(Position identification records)
____

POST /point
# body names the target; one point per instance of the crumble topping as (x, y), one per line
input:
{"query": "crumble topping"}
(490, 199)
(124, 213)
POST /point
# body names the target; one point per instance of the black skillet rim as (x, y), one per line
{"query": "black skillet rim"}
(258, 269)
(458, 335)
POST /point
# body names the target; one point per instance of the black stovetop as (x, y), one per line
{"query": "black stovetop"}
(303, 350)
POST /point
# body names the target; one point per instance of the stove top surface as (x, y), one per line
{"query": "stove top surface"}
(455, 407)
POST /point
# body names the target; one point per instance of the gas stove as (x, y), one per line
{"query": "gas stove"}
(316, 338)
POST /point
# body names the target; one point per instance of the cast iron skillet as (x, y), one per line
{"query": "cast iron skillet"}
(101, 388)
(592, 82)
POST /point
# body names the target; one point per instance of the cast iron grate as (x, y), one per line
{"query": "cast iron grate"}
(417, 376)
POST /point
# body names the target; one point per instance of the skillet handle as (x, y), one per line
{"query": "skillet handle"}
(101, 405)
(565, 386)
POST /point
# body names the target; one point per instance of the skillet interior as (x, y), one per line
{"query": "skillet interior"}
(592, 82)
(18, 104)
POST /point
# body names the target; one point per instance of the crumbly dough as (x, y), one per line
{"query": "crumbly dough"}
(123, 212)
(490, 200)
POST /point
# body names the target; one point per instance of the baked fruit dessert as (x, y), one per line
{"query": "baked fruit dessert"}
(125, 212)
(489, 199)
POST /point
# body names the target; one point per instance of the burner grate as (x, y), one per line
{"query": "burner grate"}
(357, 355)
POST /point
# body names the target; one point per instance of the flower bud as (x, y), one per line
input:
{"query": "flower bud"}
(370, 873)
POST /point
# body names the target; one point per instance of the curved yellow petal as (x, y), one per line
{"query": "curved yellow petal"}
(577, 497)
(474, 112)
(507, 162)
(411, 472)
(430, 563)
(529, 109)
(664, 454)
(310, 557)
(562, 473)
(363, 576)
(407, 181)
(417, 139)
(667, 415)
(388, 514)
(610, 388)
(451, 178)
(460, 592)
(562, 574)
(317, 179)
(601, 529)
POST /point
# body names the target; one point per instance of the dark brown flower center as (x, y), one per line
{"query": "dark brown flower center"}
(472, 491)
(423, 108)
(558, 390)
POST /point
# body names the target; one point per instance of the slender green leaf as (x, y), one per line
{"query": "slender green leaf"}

____

- _WHAT TO WORK ON_
Output the records above in their entirety, exactly.

- _COMPLETE RESPONSE_
POST /point
# body names the target; one point per instance of the crumble topping as (x, y), one per line
input:
{"query": "crumble topping"}
(490, 199)
(124, 213)
POST /point
# body names the target; one point per instance of the black skillet rim as (x, y), one per line
{"query": "black skillet rim"}
(258, 269)
(458, 335)
POST /point
# body names the target; one point per instance of the black stovetop as (x, y), one per line
{"query": "black stovetop"}
(303, 350)
POST /point
# body names the target; one point per instance of the stove top surface as (x, y), one per line
{"query": "stove top surface"}
(455, 407)
POST /point
# body names the target; one point per instance of the gas stove as (x, y), one per line
{"query": "gas stove"}
(316, 338)
POST /point
# body names the target; one point per instance of the cast iron skillet as (x, y), one per line
{"query": "cast iron skillet"}
(101, 388)
(592, 82)
POST /point
# body names the target; one point per instance of the cast iron grate as (x, y), one per line
{"query": "cast iron grate"}
(417, 376)
POST /point
# body names the target; one point per instance of the skillet handle as (x, y), one per line
{"query": "skillet handle"}
(101, 405)
(565, 386)
POST /point
# body names the target; one point per instance of the skillet interior as (x, y), one per line
{"query": "skillet interior"}
(592, 82)
(18, 104)
POST /point
# body names the target; one point per instance of the crumbly dough as (x, y), one per line
{"query": "crumbly dough"}
(123, 212)
(490, 200)
POST /point
# body names the target; one point per instance of the baked fruit dessert as (x, y), one per line
{"query": "baked fruit dessert"}
(125, 212)
(489, 199)
POST /point
# body names the target; one point per instance of the burner grate as (x, y), one per line
{"query": "burner grate"}
(357, 355)
POST /point
# body names the target; one point per instance of the flower bud as (x, y), one per line
input:
{"query": "flower bud"}
(370, 873)
POST /point
# body names the target; one point per instance of the curved yellow petal as (x, y), one per line
{"query": "curved yellow petal"}
(577, 497)
(474, 112)
(507, 162)
(411, 472)
(430, 563)
(529, 109)
(664, 454)
(310, 557)
(562, 473)
(363, 576)
(407, 181)
(417, 139)
(667, 415)
(388, 514)
(610, 388)
(451, 178)
(460, 592)
(562, 574)
(317, 179)
(601, 529)
POST /point
# body names the target; one point per instance of the dark brown flower center as (x, y), one per line
{"query": "dark brown flower center"}
(472, 491)
(423, 108)
(558, 390)
POST /point
# body names the target; one point per instance of the slender green leaf as (x, y), one per line
{"query": "slender green leaf"}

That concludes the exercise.